Parts of the exercise:
**a)** Translate into Spanish this sentence from the report on the Jenin raids: "Al Jazeera reports that around 2,000 families have been displaced by the surge in violence."
**b)** Write the next part of the report on the Jenin raids, starting after its final sentence.

Israeli soldiers transfer Palestinian men detained during a violent military raid against Jenin, near the Muqeibila crossing on the border with the occupied-West Bank. Gunfire and explosions rocked the Jenin area, an AFP journalist reported, as the Israeli military kept up a large-scale raid for a second day. (Credit: AFP)
Israeli raids against two hospitals in Jenin continued on Wednesday alongside the Palestinian Authority's own attacks against a third hospital in the same city in the Israeli-occupied West Bank. At least 10 Palestinians have been killed and around 40 injured since Israel launched its large-scale offensive against the city on Tuesday morning.
The main road leading to the Jenin Governmental Hospital has been bulldozed by the Israeli army and, according to a report from Middle East Eye (MEE), around 600 people who sought refuge there amid the attacks were completely shut off from receiving food throughout the day. Al Jazeera reports that around 2,000 families have been displaced by the surge in violence.

(Referring-expression pointing data)

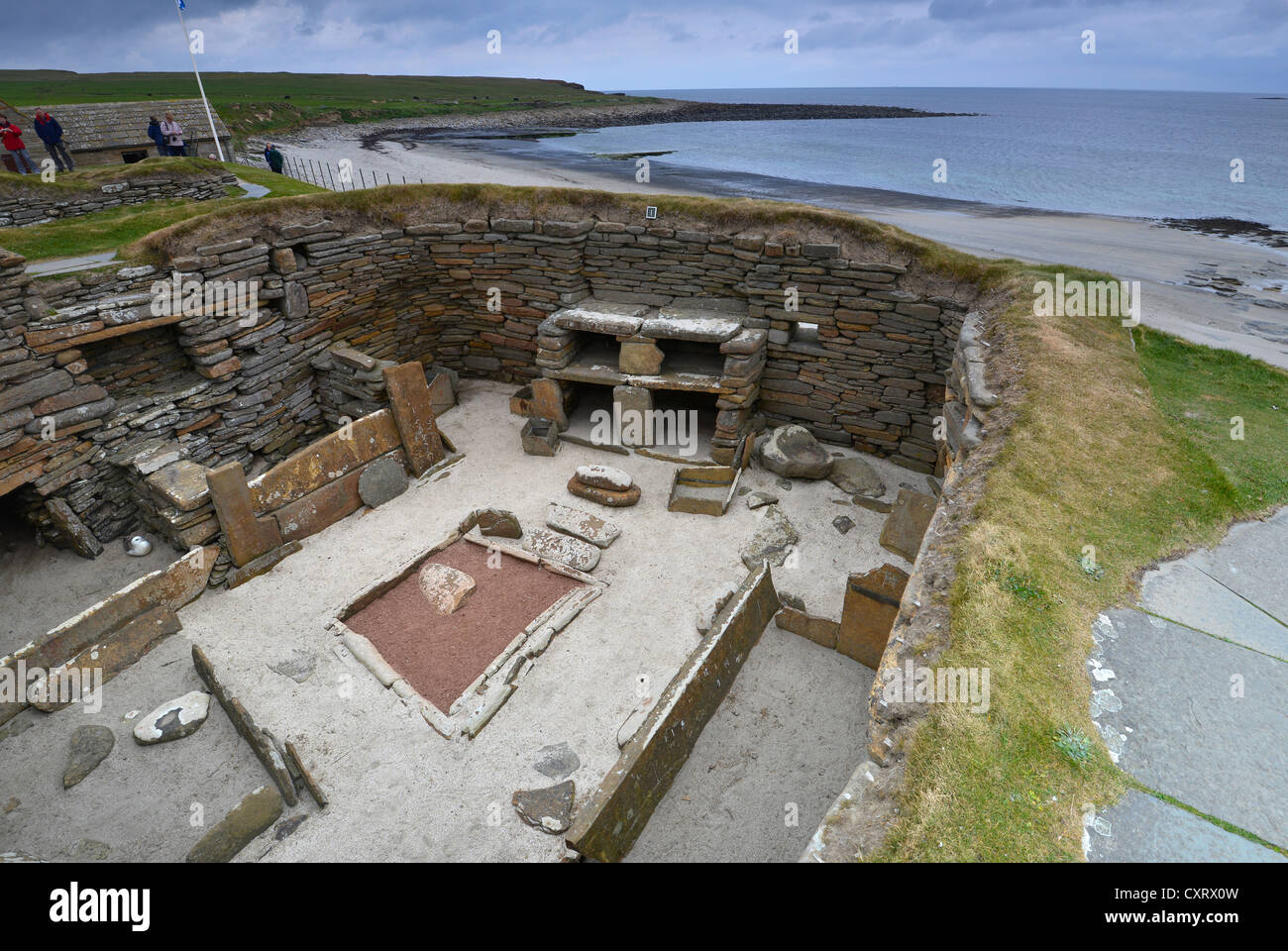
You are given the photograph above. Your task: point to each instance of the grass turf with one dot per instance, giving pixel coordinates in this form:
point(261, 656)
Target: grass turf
point(265, 102)
point(117, 227)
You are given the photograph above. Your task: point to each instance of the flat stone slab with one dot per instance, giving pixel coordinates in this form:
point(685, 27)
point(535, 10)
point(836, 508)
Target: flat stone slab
point(691, 322)
point(445, 586)
point(601, 317)
point(1197, 718)
point(857, 476)
point(793, 451)
point(581, 525)
point(89, 746)
point(1142, 829)
point(500, 523)
point(181, 484)
point(1252, 562)
point(772, 541)
point(172, 719)
point(548, 809)
point(604, 476)
point(562, 548)
point(604, 496)
point(1184, 593)
point(236, 830)
point(907, 523)
point(381, 480)
point(558, 762)
point(297, 665)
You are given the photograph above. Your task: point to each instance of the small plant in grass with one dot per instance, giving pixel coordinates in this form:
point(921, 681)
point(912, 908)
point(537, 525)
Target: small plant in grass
point(1073, 744)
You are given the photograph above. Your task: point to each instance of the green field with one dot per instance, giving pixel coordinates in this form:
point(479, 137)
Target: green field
point(263, 102)
point(115, 227)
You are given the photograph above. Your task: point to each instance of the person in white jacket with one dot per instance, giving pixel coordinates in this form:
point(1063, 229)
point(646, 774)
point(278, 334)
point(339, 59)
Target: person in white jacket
point(172, 133)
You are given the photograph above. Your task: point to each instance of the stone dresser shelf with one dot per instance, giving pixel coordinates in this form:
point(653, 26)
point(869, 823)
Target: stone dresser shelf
point(696, 346)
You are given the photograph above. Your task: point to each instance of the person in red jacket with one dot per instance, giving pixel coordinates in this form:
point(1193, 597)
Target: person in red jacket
point(13, 142)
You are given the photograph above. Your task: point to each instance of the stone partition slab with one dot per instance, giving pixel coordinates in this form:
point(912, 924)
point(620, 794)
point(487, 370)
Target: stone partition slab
point(610, 821)
point(412, 407)
point(167, 589)
point(26, 204)
point(325, 461)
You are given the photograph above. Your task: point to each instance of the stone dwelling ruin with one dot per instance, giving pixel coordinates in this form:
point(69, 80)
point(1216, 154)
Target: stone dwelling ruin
point(236, 435)
point(111, 133)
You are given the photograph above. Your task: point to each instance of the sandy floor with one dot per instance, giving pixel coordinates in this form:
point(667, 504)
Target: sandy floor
point(1162, 260)
point(769, 763)
point(142, 803)
point(42, 586)
point(399, 792)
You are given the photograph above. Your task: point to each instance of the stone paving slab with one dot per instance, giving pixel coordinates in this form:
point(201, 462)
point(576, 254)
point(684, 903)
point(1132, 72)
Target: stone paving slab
point(138, 804)
point(1142, 829)
point(1181, 591)
point(1252, 562)
point(1162, 698)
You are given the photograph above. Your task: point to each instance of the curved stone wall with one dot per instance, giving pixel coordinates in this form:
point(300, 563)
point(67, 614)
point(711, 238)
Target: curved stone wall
point(468, 294)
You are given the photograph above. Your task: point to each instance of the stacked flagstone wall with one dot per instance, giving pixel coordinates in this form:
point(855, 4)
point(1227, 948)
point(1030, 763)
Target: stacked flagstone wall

Numbered responses:
**a)** Al Jazeera informa que alrededor de 2.000 familias han sido desplazadas por el aumento de la violencia.

**b)**
Israeli soldiers have actively prevented paramedics and rescue workers from tending to injured and collecting the dead, MEE reports, who lay strewn across the city's streets. At al-Amal Hospital, three doctors and two hospital workers were injured by gunfire from Israeli soldiers "firing indiscriminately" into the hospital's courtyard, the U.K.-based outlet said.
The Israeli army launched its offensive, which it says is part of a broader campaign against militants in the West Bank, just two days after the cease-fire in Gaza took effect. The Jenin refugee camp has a long history of resistance, both politically and militarily, against the Israeli occupation, playing a prominent role during the First Intifada (1987-1993). The Israeli army has killed nearly 900 people in the West Bank since Oct. 7, 2023, and arrested more than 9,700, Al Jazeera reports, citing local rights groups and health officials.
The Jenin battalion of the Al-Aqsa Martyrs’ Brigades, loosely politically aligned with Fatah, which controls the Palestinian Authority, said in a statement on social media and cited by the New York Times, that its fighters were engaged in “fierce clashes” with Israeli forces in several areas of Jenin and had detonated explosive devices.
Condemnation locally and from abroad
Hamas and Islamic Jihad both issued statements Wednesday strongly condemning the Israeli military raid on Jenin and accusing the Palestinian Authority (PA) of complicity.
Hamas “condemned in the strongest terms the continued shedding of Palestinian blood at the hands of the Authority’s security forces in the West Bank.”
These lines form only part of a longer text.